It is perfectly normal to experience frustration with romantic partners. If you don't, you might be a robot.

While experiencing anger, sadness, hopelessness, irritability or withdrawal in relationships is normal and at times expected, it's how you handle these reactions that determines if the relationship will succeed or fail (success is much more than simply being together for the sake of it). Luckily, concrete and highly effective tools in relationship science now exist to assist us with understanding and enjoying relationships more fully and with purpose-- an investment that can reduce stress, provide clarity and improve overall mental and physical health, wellbeing and satisfaction.

Find out how we reach these goals in therapy →  


Relationship Issues Addressed:

Unproductive communication

Issues of trust or betrayal

Depression or anxiety and relationships

Life transitions (school/career, relocating, buying a home, having children, children developmental changes affecting relationship, death and grief, empty-nesting)

Negotiating areas of conflict (stress, finances, housework, sex, electronic distractions, porn, relationships with in-laws)

Pre-marital counseling/ Contemplating commitment

Lesbian, gay, bisexual, transgender, or questioning identities in relationships 

Family, cultural or religious identities in relationships

Discernment counseling / Ambivalence therapy: determining whether your problems can be solved and whether you want to try 

Breaking up/Divorce: Conscious uncoupling (requires a desire from both parties to process and heal emotional injuries from the relationship, often when children are involved)

Recovering from emotional or physical infidelity

Deciding on polyamory

Negotiating parenting styles

Merging a blended family

Planning a "no regrets" lifestyle to help your relationship thrive

Creating rituals of connection

Supporting each others' life dreams


As children develop, their brains ‘mirror’ their parent’s brain. In other words, the parent’s own growth and development, or lack of those, impact the child’s brain. As parents become more aware and emotionally healthy, their children reap the rewards and move toward health as well. That means that integrating and cultivating your own brain is one of the most loving and generous gifts you can give your children.

What to expect:

I typically start the couple therapy process by assessing the relationship during the first two sessions. This saves us lots of time. During assessment, I meet with the couple and get an idea of shared and individual goals for the relationship. I will then meet briefly with each individual to create a space for them to speak with me one-on-one about where they may feel stuck, and to learn about family history. I sometimes may observe a typical disagreement between the couple to see what this is like at home, and ask about attempted solutions to identified issues.

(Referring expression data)
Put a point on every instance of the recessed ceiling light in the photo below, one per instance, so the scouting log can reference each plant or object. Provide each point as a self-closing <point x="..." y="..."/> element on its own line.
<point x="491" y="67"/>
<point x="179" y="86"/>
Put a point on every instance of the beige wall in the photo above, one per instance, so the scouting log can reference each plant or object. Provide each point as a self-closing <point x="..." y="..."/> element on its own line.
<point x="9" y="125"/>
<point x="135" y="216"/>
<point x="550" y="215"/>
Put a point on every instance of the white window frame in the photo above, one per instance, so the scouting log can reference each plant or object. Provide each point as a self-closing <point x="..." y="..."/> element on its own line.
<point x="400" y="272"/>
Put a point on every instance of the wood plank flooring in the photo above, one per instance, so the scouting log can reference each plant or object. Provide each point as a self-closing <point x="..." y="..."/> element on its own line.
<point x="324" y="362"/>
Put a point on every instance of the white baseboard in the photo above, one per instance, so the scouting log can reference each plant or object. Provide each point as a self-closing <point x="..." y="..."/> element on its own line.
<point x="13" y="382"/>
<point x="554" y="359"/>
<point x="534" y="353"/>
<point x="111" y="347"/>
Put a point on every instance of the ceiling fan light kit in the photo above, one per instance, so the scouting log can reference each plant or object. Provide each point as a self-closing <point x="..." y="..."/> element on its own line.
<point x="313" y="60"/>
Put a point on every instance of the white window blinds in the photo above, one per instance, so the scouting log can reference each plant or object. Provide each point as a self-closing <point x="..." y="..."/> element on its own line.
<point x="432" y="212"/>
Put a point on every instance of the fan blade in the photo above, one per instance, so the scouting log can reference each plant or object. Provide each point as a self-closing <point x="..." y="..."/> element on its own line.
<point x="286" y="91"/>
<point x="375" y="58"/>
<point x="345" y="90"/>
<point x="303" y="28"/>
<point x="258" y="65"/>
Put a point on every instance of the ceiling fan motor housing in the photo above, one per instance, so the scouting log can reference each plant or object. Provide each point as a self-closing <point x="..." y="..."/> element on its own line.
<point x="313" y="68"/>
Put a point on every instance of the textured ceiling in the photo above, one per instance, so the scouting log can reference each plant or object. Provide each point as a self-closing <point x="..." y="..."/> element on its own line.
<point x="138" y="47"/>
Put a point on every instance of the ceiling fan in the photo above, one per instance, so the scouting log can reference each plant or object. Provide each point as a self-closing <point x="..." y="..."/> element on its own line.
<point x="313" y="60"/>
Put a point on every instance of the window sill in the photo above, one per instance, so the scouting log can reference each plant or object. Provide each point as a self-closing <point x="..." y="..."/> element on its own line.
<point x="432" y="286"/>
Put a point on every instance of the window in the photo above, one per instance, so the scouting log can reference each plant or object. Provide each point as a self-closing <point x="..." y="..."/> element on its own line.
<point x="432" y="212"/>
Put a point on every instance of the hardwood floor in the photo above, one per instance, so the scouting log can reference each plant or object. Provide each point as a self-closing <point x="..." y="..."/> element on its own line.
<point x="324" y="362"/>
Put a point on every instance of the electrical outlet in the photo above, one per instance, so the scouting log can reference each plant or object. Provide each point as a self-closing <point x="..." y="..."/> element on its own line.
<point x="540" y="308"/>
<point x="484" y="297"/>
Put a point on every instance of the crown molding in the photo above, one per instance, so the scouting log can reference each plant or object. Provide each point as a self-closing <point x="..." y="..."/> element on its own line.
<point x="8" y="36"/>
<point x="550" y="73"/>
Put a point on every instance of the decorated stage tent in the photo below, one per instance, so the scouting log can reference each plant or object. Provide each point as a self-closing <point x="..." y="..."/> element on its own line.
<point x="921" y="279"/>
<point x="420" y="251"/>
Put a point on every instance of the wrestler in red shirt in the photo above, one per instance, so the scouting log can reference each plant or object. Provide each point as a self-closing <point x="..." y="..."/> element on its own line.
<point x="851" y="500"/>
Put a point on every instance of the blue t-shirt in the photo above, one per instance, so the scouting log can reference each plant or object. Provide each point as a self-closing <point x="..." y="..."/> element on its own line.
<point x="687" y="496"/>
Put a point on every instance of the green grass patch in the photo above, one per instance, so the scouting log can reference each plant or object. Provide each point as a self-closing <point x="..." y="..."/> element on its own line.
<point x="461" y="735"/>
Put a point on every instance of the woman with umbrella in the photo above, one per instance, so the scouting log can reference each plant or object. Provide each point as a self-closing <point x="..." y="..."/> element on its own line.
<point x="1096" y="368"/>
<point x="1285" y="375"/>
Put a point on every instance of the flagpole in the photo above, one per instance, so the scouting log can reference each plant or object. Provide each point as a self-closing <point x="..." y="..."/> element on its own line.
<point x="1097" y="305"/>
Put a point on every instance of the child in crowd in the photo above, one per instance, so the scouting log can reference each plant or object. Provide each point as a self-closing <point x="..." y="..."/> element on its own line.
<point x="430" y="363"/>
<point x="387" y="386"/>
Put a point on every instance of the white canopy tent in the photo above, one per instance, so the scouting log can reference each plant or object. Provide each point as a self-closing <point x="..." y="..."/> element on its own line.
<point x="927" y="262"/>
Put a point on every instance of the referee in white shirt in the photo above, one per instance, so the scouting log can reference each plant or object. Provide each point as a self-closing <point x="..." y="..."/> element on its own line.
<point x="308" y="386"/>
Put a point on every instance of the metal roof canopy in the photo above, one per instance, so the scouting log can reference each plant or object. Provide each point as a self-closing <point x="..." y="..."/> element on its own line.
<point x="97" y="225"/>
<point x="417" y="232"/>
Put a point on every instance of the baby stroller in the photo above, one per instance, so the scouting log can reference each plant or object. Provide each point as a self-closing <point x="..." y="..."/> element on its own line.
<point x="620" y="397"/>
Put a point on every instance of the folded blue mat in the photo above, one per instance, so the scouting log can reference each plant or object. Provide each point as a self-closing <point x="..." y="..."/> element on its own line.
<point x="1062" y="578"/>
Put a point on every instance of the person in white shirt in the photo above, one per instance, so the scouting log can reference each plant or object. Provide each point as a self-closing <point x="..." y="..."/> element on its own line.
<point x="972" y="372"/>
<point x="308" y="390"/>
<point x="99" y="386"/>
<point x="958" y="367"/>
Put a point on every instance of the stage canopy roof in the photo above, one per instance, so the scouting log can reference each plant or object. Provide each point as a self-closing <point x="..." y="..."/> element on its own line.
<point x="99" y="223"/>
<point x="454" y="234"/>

> **To do**
Continue the couple therapy text from the point where it stops.

> **Response for this exercise**
Next, we collaboratively devise a treatment plan where we review the strengths in the relationship and also the areas of needed improvement.  I will provide valuable information about research findings on highly satisfied versus unsatisfied couples and families, and how these relate to your relationship. With your input along each step of the way, we come up with a plan to address each party's needs, goals and desires for the relationship.

I will offer suggestions for clients to notice or approach the relationship differently in between sessions, often giving something new to practice. The purpose of this is to begin a mindful awareness that assists with the change process. I also will provide you exercises in session to begin practicing new communication or behaviors to your relationship. We will explore how you learned to do things growing up or in past relationships, and how these automated thoughts and reactions may be impacting your current relationship. From my experience each individual has a valid subjective reality to be heard and understood more deeply. We work on what each individual can control about their role in order to get what they need, go over techniques for resolving conflict and strengthening your bond, and I will ask that you put in the work to improve your relationship satisfaction, and be willing to step out of your comfort zone. My goal is not only to disarm conflict and get relationships back to a healthy level of functioning, but also toward a strong, satisfying and meaningful way of relating to each other in the future.

(Note: Couple therapy is not recommended for those experiencing persistent characterological physical or emotional abuse. For these concerns, individual therapy is recommended and I am happy to provide referrals for help in these areas. If you feel your life is in immediate danger, please do not wait to see a therapist and instead call 911. I do not offer services to couples experiencing pervasive substance addictions and am happy to provide referrals for this as well.)